Texto fornecido >>
<<<<

Durante séculos, com precisão entre os séculos XV e XIX, colónia queria apenas referir o assentamento de portugueses no Ultramar, ou seja, populações vindas do Reino que em terras do Brasil e das ilhas atlânticas estabeleciam vida, desbravavam, cultivavam e desenvolviam actividade económica produtiva. Entre o século XVI e XIX, a estruturação formal do Ultramar desconhecia o valor jurídico do termo. Não ocorre em qualquer documento.

Então, o Ultramar português, do Brasil a África e ao Oriente, só conhecia Estados (Índia e Brasil), capitanias (Cabo-Verde, Guiné, Angola, etc) e estabelecimentos (feitorias). Todas estas variantes possuíam uma característica local comum: a existência de câmaras, poder local supletivo da autoridade central, comummente dominadas por vereações nas mãos de homens naturais das mesmas. Por exemplo, na Goa do século XVIII, a vereação tinha, por força do regimento, de incluir dois fidalgos nomeados pelo governo da Índia, dois vereadores da nobreza local (indo-portugueses), quatro representantes das corporações de ofícios e um procurador da cidade, eleitos pela população local. Todas as leis do Reino se aplicavam indistintamente na Europa, como no Ultramar, o que fazia do Ultramar juridicamente igual ao Reino. Prevaleceu sempre o princípio da aplicação ao Ultramar da legislação civil, criminal e processual do Reino, pelo que não havia desigualdade, ou seja, não havia “colónias”.

>>>>

Extrato dos dados >>
<<<<

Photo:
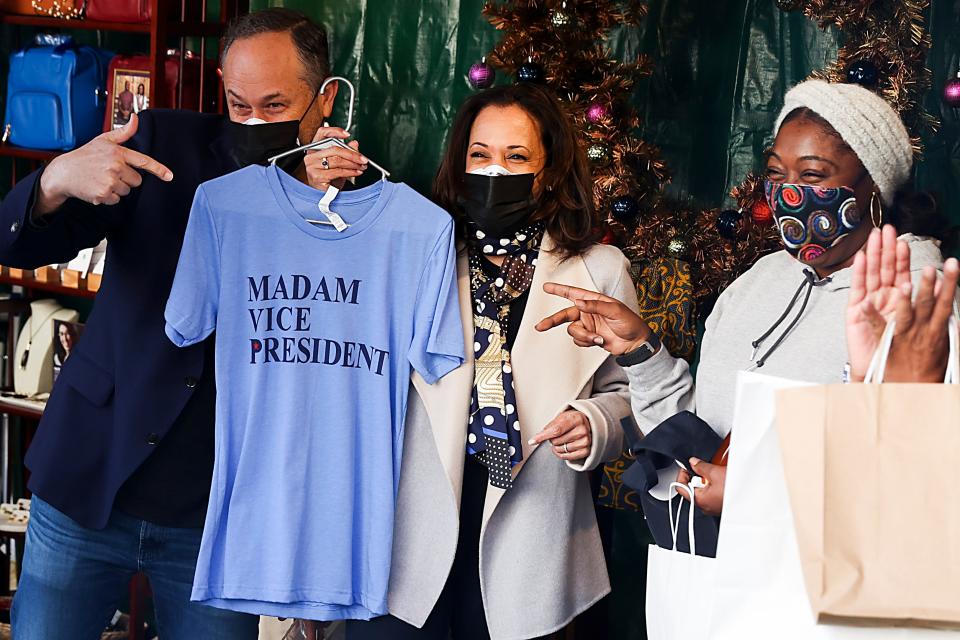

>>>>

Instrução 1 >>
Responda às perguntas seguintes com base no texto sobre o Ultramar português.
(a) Entre que séculos o termo colónia se referia apenas ao assentamento de portugueses no Ultramar?
(b) Que três formas de organização conhecia o Ultramar português?
(c) Quantos representantes das corporações de ofícios integravam a vereação de Goa no século XVIII?
Instrução 2 >>
Prossiga o texto sobre o Ultramar português, continuando-o a partir da última frase apresentada.

Resposta 1 >>
(a) Entre os séculos XV e XIX.
(b) Estados, capitanias e estabelecimentos (feitorias).
(c) Quatro.

Resposta 2 >>
Com a revolução liberal, tal igualdade legal manteve-se nas constituições de 1822, na Carta de 1826 e na Constituição de 1838, com a simples alteração do estatuto das possessões ultramarinas que passaram a ser designadas por províncias com igual estatuto às do continente português. Então, por influência cultural europeia, o termo colónia começou a assomar como expressão vazia de conteúdo jurídico como sinónimo de Ultramar. Então, até à proclamação da República, o espaço ultramarino era administrado pelo Ministério da Marinha e Ultramar.

A colónia, enquanto fórmula jurídica e administrativa, só aparece em 1911, por influência francesa da III República. À adopção da fórmula francesa – note-se, da esquerda francesa laica e republicana – nasceu em 1911 o Ministério das Colónias, em 1914 e 1917 a Lei do Indígena e, finalmente, em 1930, o Acto Colonial. Em 1951, o Acto Colonial foi revogado e entre 1953 e 1954, todos os aspectos relacionados, respectivamente, com a cidadania e afinamento do modelo administrativo das províncias, permitiu voltar à fórmula das províncias ultramarinas e ao reconhecimento pleno da cidadania portuguesa a todos os habitantes do espaço português, como sempre fora.

Assim, dos 500 anos de presença portuguesa em África, só 43 foram passados em regime colonial. Há que saber responder às amálgamas com factos e argumentos insusceptíveis de opiniões.